• WORK ORDER 1:
List every item the interview names as part of the economic bill of rights.
• WORK ORDER 2:
For each statement below, say yes or no for whether the interview supports it, and quote the words that decide it.
(a) The campaign has gotten onto 25 state ballots.
(b) The plan calls for cutting the military budget in half.
(c) Greens hold 129 elected offices in local elections.
• WORK ORDER 3:
According to the interview, what should replace the Electoral College?

• TEXT BLOCK:

◆ ◆ ◆ ◆

As part of that Green New Deal, we have an economic bill of rights, which deals with the life-or-death issue of inequality.

That includes a job guarantee, a guaranteed income above poverty, a right to affordable housing, Medicare for All, lifelong tuition-free public education for pre-K through college, and a secure retirement by doubling Social Security benefits.

The third issue is the new nuclear arms race. The Bulletin of Atomic Scientists has their doomsday clock the closest it’s ever been to midnight. Climate is part of that, but so is this new nuclear arms race.

So we’re saying, instead of modernizing our forces — putting more tactical nukes and conventional forces, making the strategic nukes six times fast — we should take peace initiatives.

Cut the military budget 75%, bring the troops home from these endless wars, pledge no first use of nuclear weapons, disarm to a minimum credible deterrent, and then go to the other nuclear powers and say we want complete and mutual nuclear disarmament.

What’s the difference between an eco-socialist Green New Deal and other Green New Deal proposals?

We have a much stronger emphasis on doing this through the public sector. There’s just not time — a carbon tax, regulations here, mandates there — it’s just going to get gummed up by the vested industries that resist. We need to bring them under the public sector and just get it done.

What do you think of the idea that a third-party candidate would be an election spoiler, particularly for the Democrats?

We’re not spoiling the election, the Democrats are. There’s a proven nonpartisan solution in the presidential race. It’s to replace the Electoral College with a ranked-choice national popular vote. We’ve been telling the Democrats about that since [Ralph] Nader ran in 2000. And they have yet to embrace it.

That solves the spoiler problem. The system sets up the dilemma for voters; there’s a solution. But the Democrats would rather knock us off the ballot than solve the problem.

Has it been difficult to get on state ballots?

It has unique challenges in this pandemic, because the public health guidelines say to keep your social distance. We do have people out in states where you need to gather signatures, and they get some things said at them.

We’re on 25 ballots, so there are 26 more to go. And we have appealed for relief in many of the states, saying in a pandemic, they shouldn’t make us go out and petition. We’re having some success in that. Some states are allowing electronic signatures.

Ballot access in this country is more difficult than almost any other electoral democracy in the world.

Why do green parties seem to get more traction in countries other than the United States?

Most of those countries have proportional representation. So if you’re a 20% party, you get 20% of the seats in the legislative body. And then when they form coalitions, the greens are included, in many cases. In the countries that have plurality winner systems — single-member districts — they’ve broken through.

In the United States, there’s ballot access, so it’s much harder for people to get to the race. The other thing is, we have a political culture and a media culture that acts as if there are only two parties, and that’s all that’s worth covering.

But in local elections, the greens have 129 elected officials. For a third party, you’d have to go back to the heyday of the Socialist Party to find that many.

Some of Hillary Clinton’s supporters argued Jill Stein was one of Russia’s favored candidates in 2016, and Clinton herself called Stein a Russian asset. What do you think about that?

I think Trump was the favorite candidate of Russia, to the extent they intervened. The Democrats tried to make that their excuse for losing in 2016. It wasn’t the Russians, it was the Electoral College.

Clinton won the popular vote by 3 million votes. Democrats should be with us and embrace the reform we’re looking for — having a national popular vote. And we say it should be ranked choice, so you get rid of the spoiler problem, too.

For Clinton to say Jill is a Russian asset, that’s just a smear. Jill had a message about both the U.S. and Russia cutting their military budgets and putting that money into climate action and providing for the people’s needs.

This interview was edited and condensed for clarity.

◆ ◆ ◆ ◆

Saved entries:

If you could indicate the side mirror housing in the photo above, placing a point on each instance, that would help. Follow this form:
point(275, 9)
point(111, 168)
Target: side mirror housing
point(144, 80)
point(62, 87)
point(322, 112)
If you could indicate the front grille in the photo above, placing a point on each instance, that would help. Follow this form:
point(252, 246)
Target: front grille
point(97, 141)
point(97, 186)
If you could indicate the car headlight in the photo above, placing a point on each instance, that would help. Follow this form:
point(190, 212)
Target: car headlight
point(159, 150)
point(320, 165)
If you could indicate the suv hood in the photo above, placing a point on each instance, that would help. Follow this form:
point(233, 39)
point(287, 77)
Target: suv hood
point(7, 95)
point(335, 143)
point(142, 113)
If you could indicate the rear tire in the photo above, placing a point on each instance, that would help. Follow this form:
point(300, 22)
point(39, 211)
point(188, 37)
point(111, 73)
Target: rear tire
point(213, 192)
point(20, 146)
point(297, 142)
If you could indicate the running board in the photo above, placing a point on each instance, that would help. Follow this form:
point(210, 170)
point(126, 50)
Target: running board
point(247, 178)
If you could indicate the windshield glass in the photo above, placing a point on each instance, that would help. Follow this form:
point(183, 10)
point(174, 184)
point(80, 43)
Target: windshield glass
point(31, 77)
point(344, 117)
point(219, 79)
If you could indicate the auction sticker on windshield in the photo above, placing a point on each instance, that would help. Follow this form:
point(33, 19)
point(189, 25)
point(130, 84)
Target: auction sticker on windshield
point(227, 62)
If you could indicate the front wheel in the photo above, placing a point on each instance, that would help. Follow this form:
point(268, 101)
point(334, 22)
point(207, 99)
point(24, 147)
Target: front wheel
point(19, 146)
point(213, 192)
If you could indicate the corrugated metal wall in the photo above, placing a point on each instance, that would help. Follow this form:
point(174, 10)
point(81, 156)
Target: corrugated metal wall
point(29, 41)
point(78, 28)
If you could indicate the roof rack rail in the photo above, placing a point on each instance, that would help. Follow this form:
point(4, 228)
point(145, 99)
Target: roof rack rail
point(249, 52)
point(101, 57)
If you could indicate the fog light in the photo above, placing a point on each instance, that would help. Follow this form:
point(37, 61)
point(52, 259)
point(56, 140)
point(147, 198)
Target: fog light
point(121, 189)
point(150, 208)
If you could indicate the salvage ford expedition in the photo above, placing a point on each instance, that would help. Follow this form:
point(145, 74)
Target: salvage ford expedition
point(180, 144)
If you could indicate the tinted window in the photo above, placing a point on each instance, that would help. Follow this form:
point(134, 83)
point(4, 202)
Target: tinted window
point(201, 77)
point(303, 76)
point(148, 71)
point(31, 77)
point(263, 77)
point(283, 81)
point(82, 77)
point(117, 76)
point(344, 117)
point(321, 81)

◆ ◆ ◆ ◆

• EXERCISE RESULT 1:
- A job guarantee
- A guaranteed income above poverty
- A right to affordable housing
- Medicare for All
- Lifelong tuition-free public education for pre-K through college
- A secure retirement by doubling Social Security benefits

• EXERCISE RESULT 2:
(a) Yes: "We’re on 25 ballots, so there are 26 more to go."
(b) No: "Cut the military budget 75%"
(c) Yes: "in local elections, the greens have 129 elected officials."

• EXERCISE RESULT 3:
A ranked-choice national popular vote.